**Input for this task**
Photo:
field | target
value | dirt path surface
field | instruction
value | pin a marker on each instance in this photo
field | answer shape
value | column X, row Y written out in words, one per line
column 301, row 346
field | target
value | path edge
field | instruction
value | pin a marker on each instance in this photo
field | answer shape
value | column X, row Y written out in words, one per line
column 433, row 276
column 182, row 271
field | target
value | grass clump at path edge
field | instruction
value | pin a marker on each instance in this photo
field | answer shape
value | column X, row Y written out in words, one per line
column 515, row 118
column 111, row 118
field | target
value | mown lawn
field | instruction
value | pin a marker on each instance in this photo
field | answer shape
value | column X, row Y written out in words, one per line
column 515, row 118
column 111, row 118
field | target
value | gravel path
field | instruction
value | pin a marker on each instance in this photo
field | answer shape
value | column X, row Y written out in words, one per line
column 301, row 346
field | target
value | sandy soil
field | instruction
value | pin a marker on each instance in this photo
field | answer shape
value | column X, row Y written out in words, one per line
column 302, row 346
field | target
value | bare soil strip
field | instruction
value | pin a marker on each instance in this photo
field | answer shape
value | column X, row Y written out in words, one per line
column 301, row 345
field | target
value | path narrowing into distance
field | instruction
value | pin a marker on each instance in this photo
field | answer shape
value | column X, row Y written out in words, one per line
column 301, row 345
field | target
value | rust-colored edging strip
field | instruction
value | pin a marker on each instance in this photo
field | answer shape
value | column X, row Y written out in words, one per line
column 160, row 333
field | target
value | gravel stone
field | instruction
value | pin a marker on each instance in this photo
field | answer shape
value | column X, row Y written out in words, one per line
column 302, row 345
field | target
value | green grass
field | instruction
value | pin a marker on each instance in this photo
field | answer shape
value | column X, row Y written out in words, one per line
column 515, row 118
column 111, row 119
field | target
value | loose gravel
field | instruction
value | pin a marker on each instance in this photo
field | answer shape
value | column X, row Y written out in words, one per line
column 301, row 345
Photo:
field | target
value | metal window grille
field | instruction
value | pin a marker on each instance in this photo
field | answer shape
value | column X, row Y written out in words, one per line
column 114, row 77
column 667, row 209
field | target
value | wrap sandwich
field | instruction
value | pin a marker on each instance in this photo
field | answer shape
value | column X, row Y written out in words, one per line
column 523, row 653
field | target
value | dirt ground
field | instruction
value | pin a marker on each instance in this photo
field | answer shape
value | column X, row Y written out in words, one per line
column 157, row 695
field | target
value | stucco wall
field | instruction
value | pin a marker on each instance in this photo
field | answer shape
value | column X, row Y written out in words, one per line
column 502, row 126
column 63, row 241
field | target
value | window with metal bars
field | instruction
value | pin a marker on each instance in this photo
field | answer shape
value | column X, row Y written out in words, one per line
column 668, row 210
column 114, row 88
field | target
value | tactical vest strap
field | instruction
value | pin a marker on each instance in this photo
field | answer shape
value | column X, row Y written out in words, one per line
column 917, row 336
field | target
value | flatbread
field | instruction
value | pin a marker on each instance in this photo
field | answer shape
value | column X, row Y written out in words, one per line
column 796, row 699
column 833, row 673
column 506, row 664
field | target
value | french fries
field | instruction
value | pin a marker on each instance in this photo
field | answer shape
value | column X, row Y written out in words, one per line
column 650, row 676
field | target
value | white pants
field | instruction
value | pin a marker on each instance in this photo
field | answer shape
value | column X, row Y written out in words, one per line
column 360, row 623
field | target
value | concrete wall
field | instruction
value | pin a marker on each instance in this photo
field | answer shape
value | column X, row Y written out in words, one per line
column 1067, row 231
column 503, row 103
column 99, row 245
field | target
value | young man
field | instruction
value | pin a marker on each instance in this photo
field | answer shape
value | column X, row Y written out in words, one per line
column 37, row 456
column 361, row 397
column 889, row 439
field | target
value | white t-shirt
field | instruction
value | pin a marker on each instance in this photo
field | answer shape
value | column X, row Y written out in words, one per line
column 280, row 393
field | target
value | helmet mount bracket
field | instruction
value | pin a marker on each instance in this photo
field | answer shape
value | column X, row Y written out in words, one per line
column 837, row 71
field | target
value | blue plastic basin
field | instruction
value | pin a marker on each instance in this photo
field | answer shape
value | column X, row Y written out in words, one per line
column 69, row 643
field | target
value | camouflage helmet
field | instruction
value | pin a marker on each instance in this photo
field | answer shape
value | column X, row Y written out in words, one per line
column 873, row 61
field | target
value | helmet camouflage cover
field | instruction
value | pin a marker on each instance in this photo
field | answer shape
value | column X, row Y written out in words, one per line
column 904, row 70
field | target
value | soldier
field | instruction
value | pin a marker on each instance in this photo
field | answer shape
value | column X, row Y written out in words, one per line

**Task brief**
Locate every line in the records above that contains the string "gravel", treating uppercase and lowercase as different, and copy each of those lines.

**The completed task**
value | gravel path
value | gravel stone
value | loose gravel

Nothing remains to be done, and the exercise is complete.